Only those lines running from the line that contains "of the round" through the end of the material are to be written out, each exactly as shown.

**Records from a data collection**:
*-*-*

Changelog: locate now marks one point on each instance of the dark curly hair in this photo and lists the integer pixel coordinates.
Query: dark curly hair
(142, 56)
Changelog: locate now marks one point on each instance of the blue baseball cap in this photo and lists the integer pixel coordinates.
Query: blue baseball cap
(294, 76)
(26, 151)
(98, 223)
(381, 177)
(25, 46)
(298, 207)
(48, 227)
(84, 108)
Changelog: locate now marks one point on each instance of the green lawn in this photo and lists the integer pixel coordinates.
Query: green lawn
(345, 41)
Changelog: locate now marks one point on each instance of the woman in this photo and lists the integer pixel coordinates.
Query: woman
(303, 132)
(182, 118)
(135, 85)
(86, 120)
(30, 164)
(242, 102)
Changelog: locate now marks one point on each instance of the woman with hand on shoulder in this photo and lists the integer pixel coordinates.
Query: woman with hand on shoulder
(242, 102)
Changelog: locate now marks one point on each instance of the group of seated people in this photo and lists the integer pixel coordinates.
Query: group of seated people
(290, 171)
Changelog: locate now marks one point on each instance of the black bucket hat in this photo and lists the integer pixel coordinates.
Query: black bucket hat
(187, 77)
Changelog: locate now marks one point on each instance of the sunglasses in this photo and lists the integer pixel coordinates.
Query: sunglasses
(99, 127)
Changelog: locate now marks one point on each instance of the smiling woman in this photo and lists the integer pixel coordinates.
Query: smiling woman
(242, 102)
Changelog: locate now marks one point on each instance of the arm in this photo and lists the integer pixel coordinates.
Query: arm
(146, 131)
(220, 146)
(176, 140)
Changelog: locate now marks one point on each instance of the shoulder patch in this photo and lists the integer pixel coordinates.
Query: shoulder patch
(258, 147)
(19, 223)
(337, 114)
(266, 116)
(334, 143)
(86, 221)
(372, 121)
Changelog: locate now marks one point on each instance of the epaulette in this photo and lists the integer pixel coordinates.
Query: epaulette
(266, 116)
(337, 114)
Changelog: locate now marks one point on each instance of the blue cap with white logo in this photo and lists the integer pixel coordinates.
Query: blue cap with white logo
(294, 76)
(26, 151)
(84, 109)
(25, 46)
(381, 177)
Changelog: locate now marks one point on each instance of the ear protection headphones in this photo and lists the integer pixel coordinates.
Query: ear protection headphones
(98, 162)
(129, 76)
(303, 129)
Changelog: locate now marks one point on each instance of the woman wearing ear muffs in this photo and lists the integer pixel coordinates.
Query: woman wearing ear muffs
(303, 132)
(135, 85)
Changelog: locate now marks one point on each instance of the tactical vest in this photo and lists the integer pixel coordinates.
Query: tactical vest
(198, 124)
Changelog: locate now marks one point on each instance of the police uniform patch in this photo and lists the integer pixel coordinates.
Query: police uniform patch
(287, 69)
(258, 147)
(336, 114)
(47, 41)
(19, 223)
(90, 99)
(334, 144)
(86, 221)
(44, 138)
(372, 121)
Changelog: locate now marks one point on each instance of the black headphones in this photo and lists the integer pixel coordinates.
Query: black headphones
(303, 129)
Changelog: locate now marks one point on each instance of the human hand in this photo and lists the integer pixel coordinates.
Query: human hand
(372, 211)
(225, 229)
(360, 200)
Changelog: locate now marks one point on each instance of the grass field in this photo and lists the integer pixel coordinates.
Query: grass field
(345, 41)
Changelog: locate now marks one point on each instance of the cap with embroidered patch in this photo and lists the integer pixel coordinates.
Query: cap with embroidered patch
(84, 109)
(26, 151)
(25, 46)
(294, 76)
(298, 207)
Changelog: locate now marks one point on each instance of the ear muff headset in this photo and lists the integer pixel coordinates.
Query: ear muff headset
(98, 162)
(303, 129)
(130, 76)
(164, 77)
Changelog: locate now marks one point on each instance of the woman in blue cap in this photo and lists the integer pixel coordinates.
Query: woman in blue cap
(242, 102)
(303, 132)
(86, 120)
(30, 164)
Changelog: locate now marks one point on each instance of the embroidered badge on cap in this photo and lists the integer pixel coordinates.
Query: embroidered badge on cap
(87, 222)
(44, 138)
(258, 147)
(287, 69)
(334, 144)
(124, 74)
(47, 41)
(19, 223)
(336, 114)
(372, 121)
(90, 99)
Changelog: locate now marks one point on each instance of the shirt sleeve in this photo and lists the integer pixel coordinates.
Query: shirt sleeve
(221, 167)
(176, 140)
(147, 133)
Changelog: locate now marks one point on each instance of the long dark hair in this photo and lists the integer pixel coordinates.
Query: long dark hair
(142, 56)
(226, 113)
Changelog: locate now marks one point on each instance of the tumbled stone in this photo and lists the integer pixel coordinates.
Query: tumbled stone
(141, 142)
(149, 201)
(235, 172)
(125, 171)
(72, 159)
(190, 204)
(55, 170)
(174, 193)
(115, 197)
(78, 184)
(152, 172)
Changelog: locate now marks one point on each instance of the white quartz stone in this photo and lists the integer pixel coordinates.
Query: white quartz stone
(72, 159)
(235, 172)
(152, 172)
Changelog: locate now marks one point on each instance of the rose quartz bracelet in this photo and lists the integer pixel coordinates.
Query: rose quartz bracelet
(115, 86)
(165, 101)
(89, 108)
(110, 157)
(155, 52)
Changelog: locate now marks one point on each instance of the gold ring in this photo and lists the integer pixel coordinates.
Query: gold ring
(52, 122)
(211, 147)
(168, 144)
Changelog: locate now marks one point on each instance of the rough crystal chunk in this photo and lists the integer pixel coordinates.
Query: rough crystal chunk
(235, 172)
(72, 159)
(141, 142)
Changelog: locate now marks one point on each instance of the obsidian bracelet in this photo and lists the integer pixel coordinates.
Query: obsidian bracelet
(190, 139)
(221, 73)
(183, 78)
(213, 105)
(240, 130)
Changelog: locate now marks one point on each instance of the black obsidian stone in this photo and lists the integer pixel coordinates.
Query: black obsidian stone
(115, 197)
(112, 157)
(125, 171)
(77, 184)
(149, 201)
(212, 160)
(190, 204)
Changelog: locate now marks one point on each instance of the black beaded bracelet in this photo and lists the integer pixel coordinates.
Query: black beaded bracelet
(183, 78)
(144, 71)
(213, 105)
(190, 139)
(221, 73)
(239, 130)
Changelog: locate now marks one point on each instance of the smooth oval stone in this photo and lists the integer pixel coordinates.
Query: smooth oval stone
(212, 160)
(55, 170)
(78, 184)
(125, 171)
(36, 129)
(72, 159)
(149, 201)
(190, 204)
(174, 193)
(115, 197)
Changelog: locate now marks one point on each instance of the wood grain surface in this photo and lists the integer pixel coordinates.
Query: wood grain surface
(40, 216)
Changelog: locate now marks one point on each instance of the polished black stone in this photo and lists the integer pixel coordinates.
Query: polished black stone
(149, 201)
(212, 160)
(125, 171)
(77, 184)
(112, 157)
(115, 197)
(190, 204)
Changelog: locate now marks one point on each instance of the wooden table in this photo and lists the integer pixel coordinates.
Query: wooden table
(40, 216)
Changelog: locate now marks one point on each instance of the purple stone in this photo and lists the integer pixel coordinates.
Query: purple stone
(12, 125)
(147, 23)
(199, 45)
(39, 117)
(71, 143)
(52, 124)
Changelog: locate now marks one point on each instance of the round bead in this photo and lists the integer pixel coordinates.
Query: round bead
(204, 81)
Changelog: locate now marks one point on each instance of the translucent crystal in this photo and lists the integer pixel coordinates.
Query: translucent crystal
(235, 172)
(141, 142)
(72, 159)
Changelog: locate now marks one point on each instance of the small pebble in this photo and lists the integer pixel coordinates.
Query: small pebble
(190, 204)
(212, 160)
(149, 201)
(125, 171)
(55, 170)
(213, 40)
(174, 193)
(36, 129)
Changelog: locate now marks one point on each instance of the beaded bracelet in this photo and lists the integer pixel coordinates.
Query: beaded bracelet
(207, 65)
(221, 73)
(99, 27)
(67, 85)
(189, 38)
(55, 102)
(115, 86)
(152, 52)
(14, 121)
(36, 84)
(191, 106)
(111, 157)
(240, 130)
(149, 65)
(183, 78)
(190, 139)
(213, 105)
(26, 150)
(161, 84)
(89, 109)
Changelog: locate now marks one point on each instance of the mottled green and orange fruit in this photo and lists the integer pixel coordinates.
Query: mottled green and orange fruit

*-*-*

**Result of the task**:
Changelog: locate now marks one point on each instance of the round bead in this photo and lists the integer pixel coordinates.
Query: round bead
(204, 81)
Changelog: locate now marks one point on each instance of the translucent crystal in this photo and lists the integer pixel coordinates.
Query: translucent crystal
(235, 172)
(141, 142)
(72, 159)
Changelog: locate now marks one point on each instance of the small pebble in this photo and lists the integer pixel coordinates.
Query: small pebble
(190, 204)
(212, 160)
(149, 201)
(125, 171)
(55, 170)
(213, 40)
(174, 193)
(36, 129)
Changelog: locate now marks one point on each instance of the beaded bracelet in this photo and lists the integer pixel coordinates.
Query: beaded bracelet
(207, 65)
(221, 73)
(99, 27)
(67, 85)
(189, 38)
(55, 102)
(115, 86)
(152, 52)
(14, 121)
(36, 84)
(191, 106)
(111, 157)
(240, 130)
(149, 65)
(183, 78)
(190, 139)
(213, 105)
(26, 150)
(161, 84)
(89, 109)
Changelog: locate now marks one point on each instance of the mottled green and orange fruit in this photo and lists the integer pixel coordinates.
Query: mottled green and orange fruit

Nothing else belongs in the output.